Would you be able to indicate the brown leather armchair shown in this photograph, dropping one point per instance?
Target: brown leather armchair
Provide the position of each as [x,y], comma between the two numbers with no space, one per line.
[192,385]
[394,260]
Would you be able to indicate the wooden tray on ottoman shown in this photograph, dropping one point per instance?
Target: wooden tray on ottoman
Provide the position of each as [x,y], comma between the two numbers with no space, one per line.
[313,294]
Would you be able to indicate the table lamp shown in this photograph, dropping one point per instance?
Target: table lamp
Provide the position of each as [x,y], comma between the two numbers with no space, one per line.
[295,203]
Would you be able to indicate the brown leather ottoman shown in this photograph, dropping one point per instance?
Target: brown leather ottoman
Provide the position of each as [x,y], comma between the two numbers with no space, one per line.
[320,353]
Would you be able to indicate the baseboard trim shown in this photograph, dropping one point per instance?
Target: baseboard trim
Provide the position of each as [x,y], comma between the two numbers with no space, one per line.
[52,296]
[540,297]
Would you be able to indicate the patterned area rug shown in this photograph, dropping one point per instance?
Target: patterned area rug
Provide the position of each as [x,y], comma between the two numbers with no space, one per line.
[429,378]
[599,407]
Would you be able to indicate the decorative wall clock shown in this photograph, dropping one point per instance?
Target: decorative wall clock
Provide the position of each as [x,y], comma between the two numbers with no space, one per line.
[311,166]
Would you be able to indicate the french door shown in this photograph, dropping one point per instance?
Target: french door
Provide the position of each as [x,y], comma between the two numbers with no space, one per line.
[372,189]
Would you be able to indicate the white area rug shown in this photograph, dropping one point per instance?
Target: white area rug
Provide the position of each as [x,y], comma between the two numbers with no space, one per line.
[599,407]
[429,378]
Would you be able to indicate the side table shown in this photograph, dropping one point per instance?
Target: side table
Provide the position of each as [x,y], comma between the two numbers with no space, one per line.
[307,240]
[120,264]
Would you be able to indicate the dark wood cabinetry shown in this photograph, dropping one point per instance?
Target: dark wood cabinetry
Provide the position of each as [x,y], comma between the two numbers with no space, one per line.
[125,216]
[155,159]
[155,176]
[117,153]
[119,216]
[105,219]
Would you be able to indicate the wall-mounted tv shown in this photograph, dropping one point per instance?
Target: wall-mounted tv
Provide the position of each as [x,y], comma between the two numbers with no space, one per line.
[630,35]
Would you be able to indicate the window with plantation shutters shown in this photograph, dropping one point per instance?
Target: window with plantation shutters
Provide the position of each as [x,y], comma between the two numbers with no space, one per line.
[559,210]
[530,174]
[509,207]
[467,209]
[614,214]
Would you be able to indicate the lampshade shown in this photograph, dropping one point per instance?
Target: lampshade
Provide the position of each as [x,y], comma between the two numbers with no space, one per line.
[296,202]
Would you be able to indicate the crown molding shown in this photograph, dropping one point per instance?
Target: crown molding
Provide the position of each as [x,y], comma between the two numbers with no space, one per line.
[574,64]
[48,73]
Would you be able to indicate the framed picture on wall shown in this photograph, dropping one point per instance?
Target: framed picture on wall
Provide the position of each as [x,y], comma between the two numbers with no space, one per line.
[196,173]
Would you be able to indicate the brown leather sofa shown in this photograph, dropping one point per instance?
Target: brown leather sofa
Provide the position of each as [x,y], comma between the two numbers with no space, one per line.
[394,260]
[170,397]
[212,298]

--

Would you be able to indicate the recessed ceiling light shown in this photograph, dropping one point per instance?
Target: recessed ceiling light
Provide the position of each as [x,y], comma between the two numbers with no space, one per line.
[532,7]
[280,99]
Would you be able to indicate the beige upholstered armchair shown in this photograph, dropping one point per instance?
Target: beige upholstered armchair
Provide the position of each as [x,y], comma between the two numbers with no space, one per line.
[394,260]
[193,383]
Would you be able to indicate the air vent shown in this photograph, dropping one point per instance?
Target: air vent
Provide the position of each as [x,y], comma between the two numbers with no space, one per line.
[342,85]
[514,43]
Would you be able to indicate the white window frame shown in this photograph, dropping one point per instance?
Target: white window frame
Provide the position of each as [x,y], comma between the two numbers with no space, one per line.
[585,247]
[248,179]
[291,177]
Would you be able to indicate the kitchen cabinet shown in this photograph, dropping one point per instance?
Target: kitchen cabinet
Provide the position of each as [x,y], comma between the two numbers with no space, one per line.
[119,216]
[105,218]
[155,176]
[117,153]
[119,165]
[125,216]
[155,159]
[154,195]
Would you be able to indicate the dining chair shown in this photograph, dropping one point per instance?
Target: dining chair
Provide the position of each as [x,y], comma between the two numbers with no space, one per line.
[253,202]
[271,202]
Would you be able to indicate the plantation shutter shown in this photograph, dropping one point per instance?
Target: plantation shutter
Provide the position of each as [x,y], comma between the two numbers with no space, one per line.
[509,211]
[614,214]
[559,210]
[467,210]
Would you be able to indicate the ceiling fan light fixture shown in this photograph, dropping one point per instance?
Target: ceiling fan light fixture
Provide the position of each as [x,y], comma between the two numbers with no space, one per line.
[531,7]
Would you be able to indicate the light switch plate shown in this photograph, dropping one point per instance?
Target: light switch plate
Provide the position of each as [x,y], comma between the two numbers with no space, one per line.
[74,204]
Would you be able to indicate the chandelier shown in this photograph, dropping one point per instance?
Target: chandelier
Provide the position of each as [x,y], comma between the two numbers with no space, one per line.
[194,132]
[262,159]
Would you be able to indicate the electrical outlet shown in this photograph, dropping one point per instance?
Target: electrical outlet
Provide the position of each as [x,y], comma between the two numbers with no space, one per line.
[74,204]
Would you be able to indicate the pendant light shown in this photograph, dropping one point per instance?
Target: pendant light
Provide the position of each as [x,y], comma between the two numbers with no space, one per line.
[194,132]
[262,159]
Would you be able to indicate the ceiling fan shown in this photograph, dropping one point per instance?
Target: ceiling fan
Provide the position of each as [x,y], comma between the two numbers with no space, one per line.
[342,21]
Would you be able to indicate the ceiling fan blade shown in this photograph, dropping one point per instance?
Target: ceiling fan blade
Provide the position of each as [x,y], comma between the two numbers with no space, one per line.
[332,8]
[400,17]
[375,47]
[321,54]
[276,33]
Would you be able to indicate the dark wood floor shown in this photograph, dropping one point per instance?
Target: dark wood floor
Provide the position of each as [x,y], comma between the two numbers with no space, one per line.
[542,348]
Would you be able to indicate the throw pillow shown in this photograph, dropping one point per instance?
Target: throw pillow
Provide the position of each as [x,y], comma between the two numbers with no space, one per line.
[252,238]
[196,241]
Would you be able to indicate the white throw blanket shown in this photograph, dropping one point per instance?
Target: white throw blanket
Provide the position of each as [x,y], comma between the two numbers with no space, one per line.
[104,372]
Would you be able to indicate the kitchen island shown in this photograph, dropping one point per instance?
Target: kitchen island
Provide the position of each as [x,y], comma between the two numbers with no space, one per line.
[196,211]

--

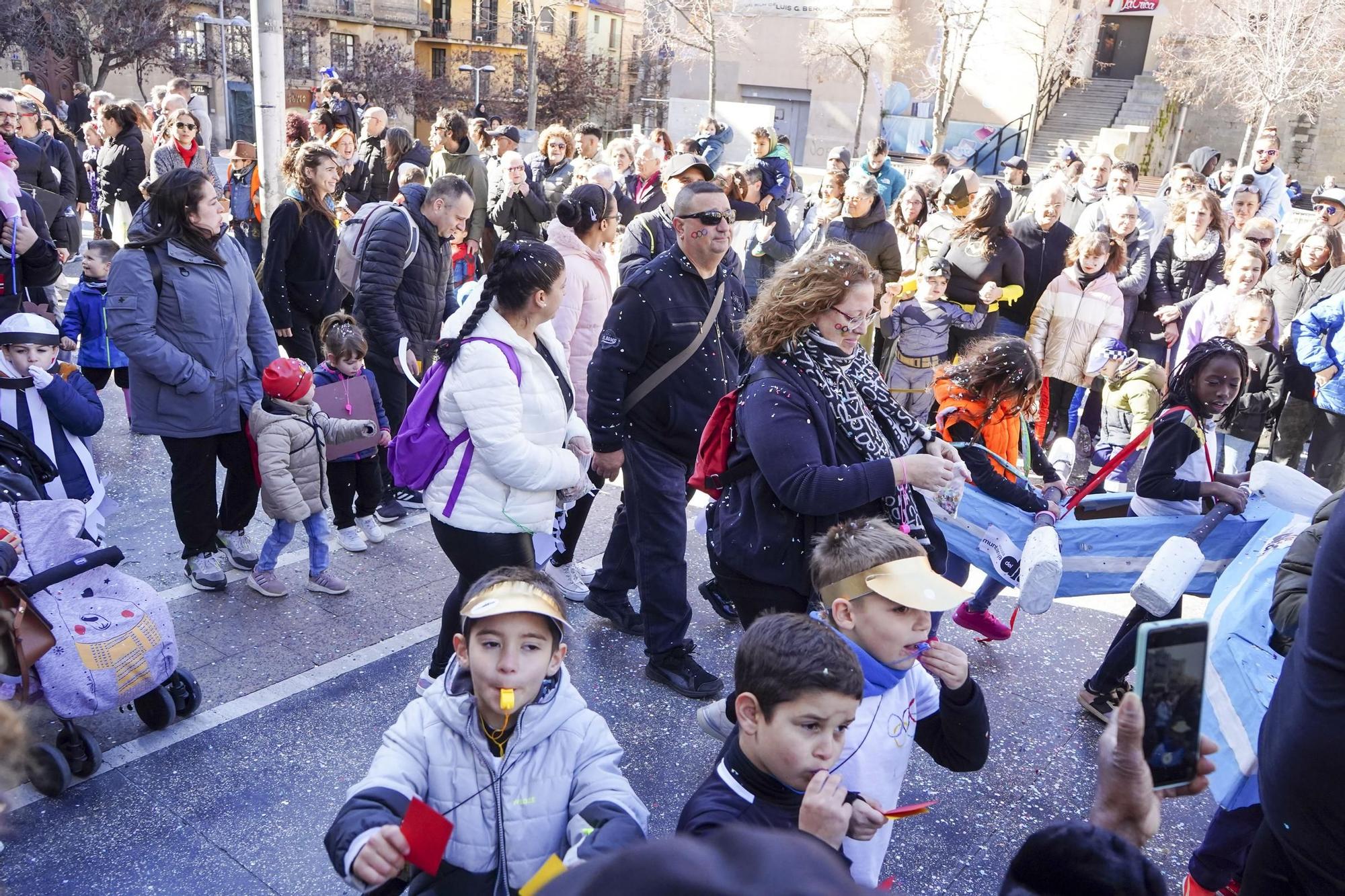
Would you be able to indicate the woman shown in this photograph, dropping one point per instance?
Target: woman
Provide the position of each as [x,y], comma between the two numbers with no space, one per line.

Task
Count the lines in the items above that contain the string "brown", and give only that number.

Answer to this exercise
6